• [Passage shown]
★ ★ ★ ★ ★ ★ ★

This brings us to one sharp difference of opinion I encountered on the military situation. Some foreign residents thought that Germany was strong enough to risk a great Western offensive in the spring or summer of 1940, either directly at the French Maginot Line or down through Holland and Belgium. That is certainly what high Nazis implied when they boasted confidently of their ability to wage a short war culminating in complete victory. However, most foreign observers told me they thought the odds were distinctly against the success of such a venture, especially in the war’s first year. Such an offensive, the most tremendous military operation ever undertaken, would entail not only prodigious loss of life but an equally prodigious consumption of war material. These objectors did not think Germany as yet possessed the economic reserves, especially of oil and steel, to carry through a complete Western offensive to a successful conclusion. At best, it would mean a supreme gamble, with speedy collapse as the penalty for failure. They therefore concluded that, unless Germany was economically in such bad shape that she could not hold out long even on the defensive, the High Command would be unlikely to risk everything on a single thunder stroke.

The obvious conclusion to be drawn from these conflicting viewpoints was that, if Germany launched a Western offensive in the current year, it would indicate either great strength or great weakness.

All this emphasizes the vital importance of the second factor ­ industrial raw materials. The tragedy of Finland dramatically shows that the finest army is helpless without abundant supplies of every kind. In the same way, the German army would soon be defeated if its sinews of war should be cut.

So far as industrial plant and equipment are concerned, Germany seems amply able to supply its armies, maintain its civilian population above the destitution ­line, and do a considerable amount of foreign trade. An important part of Hitler’s gigantic preparedness program has been the systematic development of heavy industry, which is far ahead of what it was in the last war. By including Austria and Czechoslovakia, to say nothing of occupied Poland, we find that Greater Germany’s plant capacity is approximately 50 per cent greater than in 1913.

Factories, however, can no more run without raw materials than armies can fight without supplies. And modern industry needs a wide variety of materials drawn literally from the ends of the earth. Foremost on the list stand coal, iron, and oil.

★ ★ ★ ★ ★ ★ ★

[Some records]

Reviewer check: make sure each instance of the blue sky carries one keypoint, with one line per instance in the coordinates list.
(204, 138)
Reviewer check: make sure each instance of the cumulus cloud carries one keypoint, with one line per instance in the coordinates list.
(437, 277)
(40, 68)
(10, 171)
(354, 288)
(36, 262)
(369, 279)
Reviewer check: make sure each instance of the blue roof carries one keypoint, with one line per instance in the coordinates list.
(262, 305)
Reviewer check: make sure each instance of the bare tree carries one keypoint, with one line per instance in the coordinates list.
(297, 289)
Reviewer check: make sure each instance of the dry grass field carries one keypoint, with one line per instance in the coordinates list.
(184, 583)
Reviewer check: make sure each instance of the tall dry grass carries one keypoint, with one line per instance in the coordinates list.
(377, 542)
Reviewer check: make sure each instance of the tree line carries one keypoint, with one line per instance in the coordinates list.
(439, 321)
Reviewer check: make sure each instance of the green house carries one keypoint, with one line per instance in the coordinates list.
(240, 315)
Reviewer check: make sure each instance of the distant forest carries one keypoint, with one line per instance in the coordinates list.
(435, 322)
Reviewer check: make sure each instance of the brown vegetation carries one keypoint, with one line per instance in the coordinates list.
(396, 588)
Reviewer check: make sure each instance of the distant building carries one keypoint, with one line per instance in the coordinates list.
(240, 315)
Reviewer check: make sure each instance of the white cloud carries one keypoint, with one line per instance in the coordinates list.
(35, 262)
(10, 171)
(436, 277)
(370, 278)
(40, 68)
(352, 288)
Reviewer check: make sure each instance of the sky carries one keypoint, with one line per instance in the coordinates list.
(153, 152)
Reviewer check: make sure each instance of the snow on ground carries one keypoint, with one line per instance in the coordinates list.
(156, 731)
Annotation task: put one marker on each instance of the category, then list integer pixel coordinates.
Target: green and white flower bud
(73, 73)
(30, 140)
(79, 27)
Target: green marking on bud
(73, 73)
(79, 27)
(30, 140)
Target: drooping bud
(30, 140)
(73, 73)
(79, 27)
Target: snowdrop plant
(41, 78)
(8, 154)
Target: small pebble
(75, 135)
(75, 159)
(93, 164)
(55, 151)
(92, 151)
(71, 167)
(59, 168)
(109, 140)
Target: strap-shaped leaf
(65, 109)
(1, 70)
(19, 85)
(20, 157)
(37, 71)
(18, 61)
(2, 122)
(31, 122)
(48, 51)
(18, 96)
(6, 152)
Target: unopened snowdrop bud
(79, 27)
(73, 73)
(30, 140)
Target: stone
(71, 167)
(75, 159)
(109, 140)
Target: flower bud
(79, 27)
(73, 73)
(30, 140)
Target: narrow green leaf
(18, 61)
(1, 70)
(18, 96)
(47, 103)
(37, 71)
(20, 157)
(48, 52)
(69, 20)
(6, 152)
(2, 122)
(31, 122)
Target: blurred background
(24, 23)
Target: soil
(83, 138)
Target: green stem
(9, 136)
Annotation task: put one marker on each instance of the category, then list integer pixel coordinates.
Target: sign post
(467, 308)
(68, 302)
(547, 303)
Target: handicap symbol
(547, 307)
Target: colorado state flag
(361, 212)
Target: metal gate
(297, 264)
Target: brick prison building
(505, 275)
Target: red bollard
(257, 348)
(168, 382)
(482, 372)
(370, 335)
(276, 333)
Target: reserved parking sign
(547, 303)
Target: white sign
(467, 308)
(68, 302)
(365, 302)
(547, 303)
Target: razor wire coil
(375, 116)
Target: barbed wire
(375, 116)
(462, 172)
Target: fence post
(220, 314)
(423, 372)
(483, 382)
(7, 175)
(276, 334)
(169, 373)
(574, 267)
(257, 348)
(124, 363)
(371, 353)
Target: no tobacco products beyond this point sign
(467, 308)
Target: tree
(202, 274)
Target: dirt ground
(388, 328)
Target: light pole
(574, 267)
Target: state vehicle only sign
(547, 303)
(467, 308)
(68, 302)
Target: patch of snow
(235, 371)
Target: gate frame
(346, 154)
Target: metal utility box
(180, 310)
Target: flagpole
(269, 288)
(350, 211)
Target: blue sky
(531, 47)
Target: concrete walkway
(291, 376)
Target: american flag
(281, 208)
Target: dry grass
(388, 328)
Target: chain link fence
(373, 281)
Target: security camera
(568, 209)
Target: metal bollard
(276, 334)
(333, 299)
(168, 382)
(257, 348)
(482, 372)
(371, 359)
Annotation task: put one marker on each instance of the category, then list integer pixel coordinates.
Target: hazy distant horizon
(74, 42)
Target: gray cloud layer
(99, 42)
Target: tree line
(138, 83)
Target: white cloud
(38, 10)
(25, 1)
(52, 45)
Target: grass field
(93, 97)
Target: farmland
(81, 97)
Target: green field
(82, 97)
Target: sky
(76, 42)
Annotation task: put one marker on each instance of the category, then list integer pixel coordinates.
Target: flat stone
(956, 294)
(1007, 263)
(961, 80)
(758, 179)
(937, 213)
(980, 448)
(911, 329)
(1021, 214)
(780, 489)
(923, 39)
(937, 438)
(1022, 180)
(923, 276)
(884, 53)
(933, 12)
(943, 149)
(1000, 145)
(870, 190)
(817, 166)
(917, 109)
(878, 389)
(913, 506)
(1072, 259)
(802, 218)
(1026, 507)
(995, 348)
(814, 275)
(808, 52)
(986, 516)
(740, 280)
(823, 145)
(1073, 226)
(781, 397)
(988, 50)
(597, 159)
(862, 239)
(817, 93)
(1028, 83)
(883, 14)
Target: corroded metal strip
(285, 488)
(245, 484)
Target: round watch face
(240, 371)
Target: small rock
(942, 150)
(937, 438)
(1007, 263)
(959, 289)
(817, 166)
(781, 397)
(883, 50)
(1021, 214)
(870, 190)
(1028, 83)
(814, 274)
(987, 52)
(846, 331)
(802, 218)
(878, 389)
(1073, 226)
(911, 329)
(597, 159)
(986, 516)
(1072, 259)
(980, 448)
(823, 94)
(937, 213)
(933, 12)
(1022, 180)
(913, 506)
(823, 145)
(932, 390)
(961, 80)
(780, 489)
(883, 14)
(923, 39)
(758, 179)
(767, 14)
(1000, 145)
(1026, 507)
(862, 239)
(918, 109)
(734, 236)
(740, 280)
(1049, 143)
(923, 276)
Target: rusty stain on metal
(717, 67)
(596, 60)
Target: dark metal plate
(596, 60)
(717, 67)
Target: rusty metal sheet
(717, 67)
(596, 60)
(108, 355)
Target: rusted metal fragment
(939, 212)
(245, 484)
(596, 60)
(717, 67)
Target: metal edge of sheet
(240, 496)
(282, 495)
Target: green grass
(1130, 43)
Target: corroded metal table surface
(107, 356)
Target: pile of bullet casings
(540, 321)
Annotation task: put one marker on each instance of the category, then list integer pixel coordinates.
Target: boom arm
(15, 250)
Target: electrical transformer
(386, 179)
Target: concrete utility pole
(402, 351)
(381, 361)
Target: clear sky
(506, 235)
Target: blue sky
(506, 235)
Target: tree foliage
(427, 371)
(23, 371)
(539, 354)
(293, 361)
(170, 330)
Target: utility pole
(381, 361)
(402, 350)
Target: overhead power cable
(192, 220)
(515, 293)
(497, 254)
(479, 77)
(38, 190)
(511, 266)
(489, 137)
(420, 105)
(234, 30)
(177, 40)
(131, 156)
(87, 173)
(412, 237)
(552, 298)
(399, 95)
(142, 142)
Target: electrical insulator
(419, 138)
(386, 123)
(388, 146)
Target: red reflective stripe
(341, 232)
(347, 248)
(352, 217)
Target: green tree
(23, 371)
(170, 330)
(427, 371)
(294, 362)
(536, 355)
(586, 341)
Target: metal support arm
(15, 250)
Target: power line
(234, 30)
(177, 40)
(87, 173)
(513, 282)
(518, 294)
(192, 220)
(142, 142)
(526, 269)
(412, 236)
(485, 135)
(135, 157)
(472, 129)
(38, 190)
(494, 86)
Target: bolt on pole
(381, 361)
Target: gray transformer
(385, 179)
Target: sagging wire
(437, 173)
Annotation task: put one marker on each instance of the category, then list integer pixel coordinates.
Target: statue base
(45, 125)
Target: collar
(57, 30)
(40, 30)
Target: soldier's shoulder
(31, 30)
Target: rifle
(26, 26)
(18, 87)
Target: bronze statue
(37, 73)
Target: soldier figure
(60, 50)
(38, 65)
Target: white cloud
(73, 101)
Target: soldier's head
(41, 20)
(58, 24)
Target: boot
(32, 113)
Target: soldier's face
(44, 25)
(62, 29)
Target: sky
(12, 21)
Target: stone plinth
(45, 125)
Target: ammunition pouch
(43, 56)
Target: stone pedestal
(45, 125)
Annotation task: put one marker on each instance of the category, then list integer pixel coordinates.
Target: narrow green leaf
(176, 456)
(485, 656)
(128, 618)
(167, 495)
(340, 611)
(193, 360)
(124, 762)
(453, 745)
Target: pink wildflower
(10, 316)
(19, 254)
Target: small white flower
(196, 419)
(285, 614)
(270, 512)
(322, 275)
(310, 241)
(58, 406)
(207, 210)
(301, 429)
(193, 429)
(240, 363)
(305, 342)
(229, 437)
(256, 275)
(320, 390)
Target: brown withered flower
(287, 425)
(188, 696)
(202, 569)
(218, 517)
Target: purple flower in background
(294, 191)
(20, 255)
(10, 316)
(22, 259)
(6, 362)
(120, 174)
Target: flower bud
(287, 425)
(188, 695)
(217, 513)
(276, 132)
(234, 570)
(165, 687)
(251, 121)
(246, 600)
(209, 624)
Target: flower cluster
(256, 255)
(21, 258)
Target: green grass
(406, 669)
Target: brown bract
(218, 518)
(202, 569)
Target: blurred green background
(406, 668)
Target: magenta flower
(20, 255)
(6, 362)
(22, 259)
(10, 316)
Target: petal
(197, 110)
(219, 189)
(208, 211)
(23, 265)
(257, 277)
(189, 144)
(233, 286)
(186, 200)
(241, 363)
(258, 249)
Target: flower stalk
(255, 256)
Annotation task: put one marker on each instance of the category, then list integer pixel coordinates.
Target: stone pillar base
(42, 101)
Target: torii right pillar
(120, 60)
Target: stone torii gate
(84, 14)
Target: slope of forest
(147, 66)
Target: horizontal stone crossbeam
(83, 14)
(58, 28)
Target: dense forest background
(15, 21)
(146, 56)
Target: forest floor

★ ★ ★ ★ ★ ★ ★

• [Exercises to complete]
**A.** Answer these from the passage on Germany's war prospects:
(i) Through which two routes did some foreign residents think Germany might launch a Western offensive?
(ii) By roughly how much does Greater Germany's plant capacity exceed that of 1913?
(iii) Which raw materials stand foremost on the list?
**B.** Quote the passage on Germany's war prospects from "So far as industrial" up to and including "than in 1913.".

• [Solutions to the tasks]
**A.**
(i) Directly at the French Maginot Line, or down through Holland and Belgium.
(ii) Approximately 50 per cent.
(iii) Coal, iron, and oil.

**B.**
So far as industrial plant and equipment are concerned, Germany seems amply able to supply its armies, maintain its civilian population above the destitution ­line, and do a considerable amount of foreign trade. An important part of Hitler’s gigantic preparedness program has been the systematic development of heavy industry, which is far ahead of what it was in the last war. By including Austria and Czechoslovakia, to say nothing of occupied Poland, we find that Greater Germany’s plant capacity is approximately 50 per cent greater than in 1913.